> **Set problem**
Update the data below by changing every "region" to "area" and leaving everything else untouched. Leave the pictures out of your answer.

> **Records supplied**
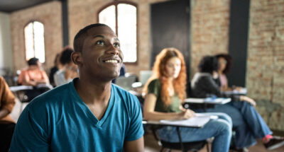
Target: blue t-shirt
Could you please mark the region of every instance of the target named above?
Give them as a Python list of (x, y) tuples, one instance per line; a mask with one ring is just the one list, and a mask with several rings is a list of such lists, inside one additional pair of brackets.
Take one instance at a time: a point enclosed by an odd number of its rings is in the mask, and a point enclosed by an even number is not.
[(77, 94), (74, 81), (28, 105), (10, 151), (122, 151), (124, 141), (143, 135), (136, 97), (112, 84), (109, 105), (98, 120)]

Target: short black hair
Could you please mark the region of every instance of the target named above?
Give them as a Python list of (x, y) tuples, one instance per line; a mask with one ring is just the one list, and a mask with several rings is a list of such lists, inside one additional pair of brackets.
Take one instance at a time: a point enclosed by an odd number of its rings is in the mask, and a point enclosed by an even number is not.
[(91, 25), (89, 25), (84, 27), (84, 28), (81, 29), (76, 34), (75, 37), (74, 37), (74, 41), (73, 41), (73, 47), (74, 47), (74, 50), (75, 52), (82, 52), (82, 49), (83, 47), (83, 42), (87, 36), (86, 35), (87, 31), (90, 28), (99, 27), (99, 26), (109, 27), (108, 25), (106, 25), (105, 24), (101, 24), (101, 23), (91, 24)]
[(198, 65), (198, 69), (200, 72), (213, 74), (214, 71), (218, 70), (217, 58), (212, 56), (204, 57)]
[(28, 66), (38, 65), (38, 58), (36, 58), (36, 57), (31, 58), (28, 61)]
[(70, 47), (65, 47), (63, 51), (61, 52), (60, 58), (59, 61), (62, 65), (70, 63), (71, 54), (74, 52), (74, 49)]

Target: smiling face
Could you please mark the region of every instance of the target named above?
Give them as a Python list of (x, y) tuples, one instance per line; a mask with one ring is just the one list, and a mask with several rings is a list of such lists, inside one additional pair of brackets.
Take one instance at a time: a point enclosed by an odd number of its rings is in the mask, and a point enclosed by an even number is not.
[(80, 76), (108, 81), (119, 76), (123, 54), (117, 36), (109, 27), (89, 29), (80, 53)]
[(181, 68), (181, 61), (178, 57), (172, 57), (165, 64), (165, 71), (168, 78), (178, 78)]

> **Final result**
Target: blue t-shirt
Could you please mark the area of every instance of the target named above?
Give them as a Python list of (x, y) tuples, one instance per line; a mask with one ring is just the one list, and a mask with several rings is a list of such lists, inside one additional pair of brackets.
Take one instance at a time: a point enclosed by an odd number of its rings is in the mask, and a point enclosed by an even number is not.
[(77, 94), (74, 81), (28, 105), (10, 151), (122, 151), (124, 141), (143, 135), (136, 97), (112, 84), (109, 105), (98, 120)]

Target: short black hair
Could you please mark the area of every instance of the target named above?
Give them as a Python list of (x, y) tuples, one instance per line; a mask with one ring is just the one list, and a mask with several rings is a list of such lists, inside one additional pair of brackets.
Take one instance at a time: a point enclosed by an odd number of its rings is in the mask, and a point enclosed by an even number is not.
[(91, 25), (89, 25), (84, 27), (84, 28), (81, 29), (76, 34), (75, 37), (74, 37), (74, 41), (73, 41), (73, 47), (74, 47), (74, 50), (75, 52), (82, 52), (82, 49), (83, 47), (83, 42), (87, 36), (86, 35), (87, 31), (90, 28), (99, 27), (99, 26), (109, 27), (108, 25), (106, 25), (105, 24), (101, 24), (101, 23), (91, 24)]
[(198, 65), (198, 69), (200, 72), (213, 74), (214, 71), (218, 70), (217, 58), (212, 56), (204, 57)]
[(28, 66), (38, 65), (38, 58), (36, 58), (36, 57), (31, 58), (28, 61)]
[(70, 47), (65, 47), (63, 51), (61, 52), (60, 58), (59, 61), (62, 65), (70, 63), (71, 54), (74, 52), (74, 49)]

Target: smiling face
Could you please mark the area of every instance of the target named above?
Give them as a Python list of (x, y) tuples, one instance per line; a mask with one ring is just the one list, and a mask with several rings is a list of such lists, inside one additional pair of brackets.
Take one instance at a time: a point enclosed by an odd number of its rings is in the mask, and a point enclosed by an even number is not.
[(80, 76), (108, 81), (119, 76), (123, 54), (117, 36), (109, 27), (89, 29), (80, 53)]
[(181, 68), (181, 61), (178, 57), (172, 57), (165, 64), (165, 71), (168, 78), (178, 78)]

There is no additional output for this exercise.